(Photo-based referring expression data)
▬▬▬

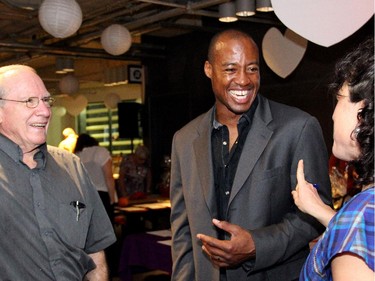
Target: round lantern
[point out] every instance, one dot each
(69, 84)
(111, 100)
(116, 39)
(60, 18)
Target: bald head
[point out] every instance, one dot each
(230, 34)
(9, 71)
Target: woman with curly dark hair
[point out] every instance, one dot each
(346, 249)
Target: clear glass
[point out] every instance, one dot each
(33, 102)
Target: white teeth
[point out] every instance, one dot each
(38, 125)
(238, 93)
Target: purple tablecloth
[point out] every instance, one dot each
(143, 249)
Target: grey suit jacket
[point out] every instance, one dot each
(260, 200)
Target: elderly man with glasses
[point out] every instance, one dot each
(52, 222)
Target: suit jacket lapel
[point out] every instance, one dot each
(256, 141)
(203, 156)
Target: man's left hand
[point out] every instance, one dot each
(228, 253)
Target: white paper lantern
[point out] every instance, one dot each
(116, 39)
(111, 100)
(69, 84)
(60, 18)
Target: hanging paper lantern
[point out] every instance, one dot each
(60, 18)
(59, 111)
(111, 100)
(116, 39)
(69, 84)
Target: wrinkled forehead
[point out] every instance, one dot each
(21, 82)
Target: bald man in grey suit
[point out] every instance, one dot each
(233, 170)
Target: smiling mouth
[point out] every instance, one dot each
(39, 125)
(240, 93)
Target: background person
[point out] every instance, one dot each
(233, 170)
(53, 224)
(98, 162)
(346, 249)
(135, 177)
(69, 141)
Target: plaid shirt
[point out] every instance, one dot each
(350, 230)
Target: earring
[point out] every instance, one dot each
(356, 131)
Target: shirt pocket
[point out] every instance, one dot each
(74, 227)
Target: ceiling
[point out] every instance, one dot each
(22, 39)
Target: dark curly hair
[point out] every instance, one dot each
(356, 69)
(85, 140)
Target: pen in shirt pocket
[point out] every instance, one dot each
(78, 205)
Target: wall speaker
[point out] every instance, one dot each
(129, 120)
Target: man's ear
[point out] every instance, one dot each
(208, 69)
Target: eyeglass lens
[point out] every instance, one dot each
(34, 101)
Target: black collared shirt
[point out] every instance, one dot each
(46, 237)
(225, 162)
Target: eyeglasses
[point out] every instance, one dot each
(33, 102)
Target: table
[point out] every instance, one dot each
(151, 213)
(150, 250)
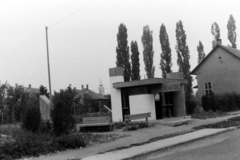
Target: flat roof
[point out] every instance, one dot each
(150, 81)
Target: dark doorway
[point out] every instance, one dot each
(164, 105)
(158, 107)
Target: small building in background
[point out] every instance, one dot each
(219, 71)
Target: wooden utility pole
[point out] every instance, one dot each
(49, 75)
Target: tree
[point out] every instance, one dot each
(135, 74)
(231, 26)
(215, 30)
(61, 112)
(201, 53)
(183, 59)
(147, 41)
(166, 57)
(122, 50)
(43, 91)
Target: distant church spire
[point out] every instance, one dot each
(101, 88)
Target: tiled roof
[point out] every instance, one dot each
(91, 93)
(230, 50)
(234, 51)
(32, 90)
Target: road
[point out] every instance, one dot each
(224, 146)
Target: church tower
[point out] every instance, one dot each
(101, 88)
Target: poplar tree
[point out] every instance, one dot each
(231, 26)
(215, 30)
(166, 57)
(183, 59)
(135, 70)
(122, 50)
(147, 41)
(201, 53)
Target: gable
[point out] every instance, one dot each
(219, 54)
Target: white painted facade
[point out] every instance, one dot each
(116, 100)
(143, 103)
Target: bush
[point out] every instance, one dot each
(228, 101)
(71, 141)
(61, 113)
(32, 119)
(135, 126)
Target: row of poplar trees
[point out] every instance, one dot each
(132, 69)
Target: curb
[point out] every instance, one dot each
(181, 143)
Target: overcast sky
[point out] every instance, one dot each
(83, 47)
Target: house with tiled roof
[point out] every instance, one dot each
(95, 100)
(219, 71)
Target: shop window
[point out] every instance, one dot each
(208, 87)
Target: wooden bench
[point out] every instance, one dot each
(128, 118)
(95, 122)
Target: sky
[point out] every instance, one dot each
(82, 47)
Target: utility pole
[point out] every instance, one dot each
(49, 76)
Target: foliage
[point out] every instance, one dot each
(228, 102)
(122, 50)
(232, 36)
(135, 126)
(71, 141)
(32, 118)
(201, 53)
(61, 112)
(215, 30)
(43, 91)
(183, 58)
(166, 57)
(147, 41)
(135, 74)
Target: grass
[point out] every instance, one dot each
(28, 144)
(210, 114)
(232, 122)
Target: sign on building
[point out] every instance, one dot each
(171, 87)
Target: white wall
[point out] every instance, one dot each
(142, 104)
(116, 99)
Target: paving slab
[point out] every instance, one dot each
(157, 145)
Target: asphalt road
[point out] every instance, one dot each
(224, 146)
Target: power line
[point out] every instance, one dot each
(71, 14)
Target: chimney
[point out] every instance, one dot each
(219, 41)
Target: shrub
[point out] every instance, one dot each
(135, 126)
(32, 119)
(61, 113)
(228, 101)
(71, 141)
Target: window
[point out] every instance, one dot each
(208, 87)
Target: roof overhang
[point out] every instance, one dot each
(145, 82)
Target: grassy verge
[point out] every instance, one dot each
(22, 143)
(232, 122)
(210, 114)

▬▬▬

Bring together all lines in the records where the word "suit" is found.

Target: grey suit jacket
Target: suit jacket lapel
Target: bald man in grey suit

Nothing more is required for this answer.